(Data records)
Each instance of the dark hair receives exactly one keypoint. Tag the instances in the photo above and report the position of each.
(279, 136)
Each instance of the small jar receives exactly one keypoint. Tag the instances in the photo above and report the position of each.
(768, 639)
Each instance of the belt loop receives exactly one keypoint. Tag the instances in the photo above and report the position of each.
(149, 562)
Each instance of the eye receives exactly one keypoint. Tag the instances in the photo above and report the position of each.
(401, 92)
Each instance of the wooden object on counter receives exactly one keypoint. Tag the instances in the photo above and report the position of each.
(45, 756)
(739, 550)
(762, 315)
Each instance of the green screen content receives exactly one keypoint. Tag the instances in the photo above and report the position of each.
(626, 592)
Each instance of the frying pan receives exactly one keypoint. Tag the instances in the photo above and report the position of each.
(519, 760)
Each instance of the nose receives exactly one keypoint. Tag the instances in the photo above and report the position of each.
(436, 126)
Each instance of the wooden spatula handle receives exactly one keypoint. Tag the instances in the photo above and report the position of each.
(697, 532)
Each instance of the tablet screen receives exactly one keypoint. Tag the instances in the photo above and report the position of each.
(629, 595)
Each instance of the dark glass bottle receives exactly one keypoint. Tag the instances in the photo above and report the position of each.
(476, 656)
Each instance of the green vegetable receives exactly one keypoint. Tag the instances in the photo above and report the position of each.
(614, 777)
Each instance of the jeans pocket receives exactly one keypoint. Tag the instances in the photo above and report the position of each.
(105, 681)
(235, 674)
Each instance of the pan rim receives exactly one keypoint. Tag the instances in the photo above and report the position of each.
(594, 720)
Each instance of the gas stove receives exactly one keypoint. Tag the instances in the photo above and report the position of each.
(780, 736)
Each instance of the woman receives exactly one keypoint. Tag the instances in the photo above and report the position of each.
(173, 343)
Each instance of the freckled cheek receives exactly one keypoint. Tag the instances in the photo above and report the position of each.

What the task requires — Update every entry above, replacing "report the position of each" with "give the coordinates of each" and leaving everything else unchanged.

The reply —
Each instance of the dark hair receives exactly one keypoint. Tag the instances in the photo above and give the coordinates of each.
(279, 136)
Each instance of the small jar receives exactly one keypoint. Tag the instances in the photo above and give the coordinates of each.
(768, 639)
Each instance of the belt loop receives exactly one keypoint. Tag the instances in the photo above and give the coordinates of each.
(149, 562)
Each instance of the eye receives exactly one keypoint. Tag the instances in the photo above and give the coordinates of each.
(401, 92)
Each instance of the wooden object on counter receives exactly one keypoint. Tag the instances in the photo above and give the coordinates of each.
(45, 756)
(739, 550)
(762, 315)
Each instance of the green screen content receives exactly one keypoint. Tag the instances in the photo above and give the coordinates of each.
(626, 592)
Each instance of the frying pan receives exactly one keypoint. Tag the instances in the photo above and give the coordinates of each.
(519, 760)
Each instance of the nose receives exactly one keypoint. Tag the instances in the photo above and give the coordinates of each.
(436, 126)
Each instance of the wooden spatula handle receives exactly one keypoint. Tag the instances in the photo above and give the coordinates of each.
(697, 532)
Each instance of the tablet screen receives exactly one keypoint. Tag the instances in the photo above and give the coordinates of each.
(629, 595)
Each instance of the dark glass bottle receives exactly one keypoint. Tag the instances in the photo above and give the coordinates of each.
(476, 656)
Each instance of the green vegetable receives exactly one keypoint. Tag the instances in the photo above and give the coordinates of each.
(614, 777)
Each instance of the jeans pocket receives exactly one keypoint. Tag the instances in the photo above and give the coordinates of each.
(105, 681)
(235, 674)
Each instance of the pan rim receives exactly one keypoint. Tag the instances in the photo above and give the coordinates of each.
(594, 720)
Each instance of the gas stove receives exactly one keypoint. Tag the instances in the photo above and give the coordinates of each.
(780, 736)
Each instance of the woman receives exactly one keypoint. Tag the instances in the photo above and give the coordinates of each.
(173, 343)
Each instance of the freckled cheek receives exactly one keypoint. Tag the instances in the photo above and give the coordinates of each.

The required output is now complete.